___ Text segment ___

Jiansen Jiang, Ph.D.
Jiansen Jiang was a gold medalist of the 9th International Biology Olympiad held in Kiel, Germany in 1998. He received his B.S. in biological sciences from Tsinghua University in 2002 and Ph.D. in biophysics from Tsinghua University in 2009 in the laboratory of Sen-Fang Sui. He was a postdoctoral researcher at University of California, Los Angeles (UCLA) in the laboratory of Z. Hong Zhou from 2009 to 2017, during which time he received postdoctoral fellowships from the National Kidney Foundation serving Southern California and Southern Nevada and from the American Heart Association as well as several postdoctoral research awards from UCLA, including Chancellor’s Award for Postdoctoral Research, Parvin Foundation Award, and Sydney Finegold Award. In 2017, Dr. Jiang joined NHLBI as a Tenure-Track Investigator. Dr. Jiang is a member of the Biophysical Society.
- Jiansen Jiang, Ph.D.
The general interests in Dr. Jiang’s laboratory is to elucidate the structures and mechanisms of important membrane proteins associated with membrane transport. Membranes divide cells into compartments that are specialized for different functions; thus it is vital for cells to transport substances across the membranes. Membrane transport, a collection of transport of diverse molecules, is mostly carried out by membrane proteins in a tightly regulated way. Dysfunctions associated with membrane transport may lead to adverse effects or disease. We are particularly interested in two questions concerning membrane transport. (1) How do membrane proteins (channels or transporters) select their substrate molecules or ions? This substrate selection is usually highly specific. Some channels or transporters can select a broad spectrum of substrates, i.e. are poly-specific. (2) How are substrates delivered across the channels or transporters? The mechanisms of permeation and gating of some ion channels have been extensively studied. However, little is known about the mechanisms of transporters and permeation of complex molecules or ions.

___ Supplied material ___

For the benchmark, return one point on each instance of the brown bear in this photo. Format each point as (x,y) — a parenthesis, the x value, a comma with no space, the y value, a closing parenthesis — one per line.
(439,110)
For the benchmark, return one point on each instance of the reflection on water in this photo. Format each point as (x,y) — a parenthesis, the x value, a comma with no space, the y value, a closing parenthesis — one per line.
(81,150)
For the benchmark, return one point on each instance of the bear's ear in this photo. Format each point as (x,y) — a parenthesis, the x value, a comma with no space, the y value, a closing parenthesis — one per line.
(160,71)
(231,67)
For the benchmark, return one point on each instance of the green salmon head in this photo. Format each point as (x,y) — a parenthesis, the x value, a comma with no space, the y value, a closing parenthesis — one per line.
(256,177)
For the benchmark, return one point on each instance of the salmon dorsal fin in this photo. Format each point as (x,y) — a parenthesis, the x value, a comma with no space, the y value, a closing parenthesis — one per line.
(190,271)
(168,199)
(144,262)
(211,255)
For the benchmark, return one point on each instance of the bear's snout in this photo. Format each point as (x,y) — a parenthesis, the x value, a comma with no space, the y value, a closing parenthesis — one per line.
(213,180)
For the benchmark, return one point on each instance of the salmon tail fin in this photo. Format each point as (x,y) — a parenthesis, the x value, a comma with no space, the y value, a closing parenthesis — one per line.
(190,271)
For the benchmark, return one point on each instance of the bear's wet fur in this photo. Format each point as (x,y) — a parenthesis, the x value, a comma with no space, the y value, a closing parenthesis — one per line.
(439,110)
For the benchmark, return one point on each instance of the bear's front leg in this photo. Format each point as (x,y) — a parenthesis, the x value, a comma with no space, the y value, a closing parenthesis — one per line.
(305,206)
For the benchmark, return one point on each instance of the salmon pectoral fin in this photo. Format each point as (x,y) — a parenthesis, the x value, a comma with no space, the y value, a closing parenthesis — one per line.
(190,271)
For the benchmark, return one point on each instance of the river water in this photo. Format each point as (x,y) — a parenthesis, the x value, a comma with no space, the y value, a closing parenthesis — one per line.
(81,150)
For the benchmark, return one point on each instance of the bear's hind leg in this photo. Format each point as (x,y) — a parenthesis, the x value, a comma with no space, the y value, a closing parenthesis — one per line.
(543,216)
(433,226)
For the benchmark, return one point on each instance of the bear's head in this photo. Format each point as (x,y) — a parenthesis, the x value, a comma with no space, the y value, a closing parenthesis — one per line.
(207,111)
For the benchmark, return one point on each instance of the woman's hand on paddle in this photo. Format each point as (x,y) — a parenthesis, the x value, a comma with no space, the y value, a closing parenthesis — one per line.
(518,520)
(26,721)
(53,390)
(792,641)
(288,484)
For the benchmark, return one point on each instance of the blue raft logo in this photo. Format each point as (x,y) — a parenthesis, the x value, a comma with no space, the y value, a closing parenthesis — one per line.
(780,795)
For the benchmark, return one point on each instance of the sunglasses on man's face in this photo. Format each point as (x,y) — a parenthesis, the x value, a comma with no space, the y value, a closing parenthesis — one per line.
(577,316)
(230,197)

___

Directions for this task: Transcribe the profile of Jiansen Jiang in full, exactly as it appears above, word for word.

Response:
Jiansen Jiang, Ph.D.
Jiansen Jiang was a gold medalist of the 9th International Biology Olympiad held in Kiel, Germany in 1998. He received his B.S. in biological sciences from Tsinghua University in 2002 and Ph.D. in biophysics from Tsinghua University in 2009 in the laboratory of Sen-Fang Sui. He was a postdoctoral researcher at University of California, Los Angeles (UCLA) in the laboratory of Z. Hong Zhou from 2009 to 2017, during which time he received postdoctoral fellowships from the National Kidney Foundation serving Southern California and Southern Nevada and from the American Heart Association as well as several postdoctoral research awards from UCLA, including Chancellor’s Award for Postdoctoral Research, Parvin Foundation Award, and Sydney Finegold Award. In 2017, Dr. Jiang joined NHLBI as a Tenure-Track Investigator. Dr. Jiang is a member of the Biophysical Society.
- Jiansen Jiang, Ph.D.
The general interests in Dr. Jiang’s laboratory is to elucidate the structures and mechanisms of important membrane proteins associated with membrane transport. Membranes divide cells into compartments that are specialized for different functions; thus it is vital for cells to transport substances across the membranes. Membrane transport, a collection of transport of diverse molecules, is mostly carried out by membrane proteins in a tightly regulated way. Dysfunctions associated with membrane transport may lead to adverse effects or disease. We are particularly interested in two questions concerning membrane transport. (1) How do membrane proteins (channels or transporters) select their substrate molecules or ions? This substrate selection is usually highly specific. Some channels or transporters can select a broad spectrum of substrates, i.e. are poly-specific. (2) How are substrates delivered across the channels or transporters? The mechanisms of permeation and gating of some ion channels have been extensively studied. However, little is known about the mechanisms of transporters and permeation of complex molecules or ions.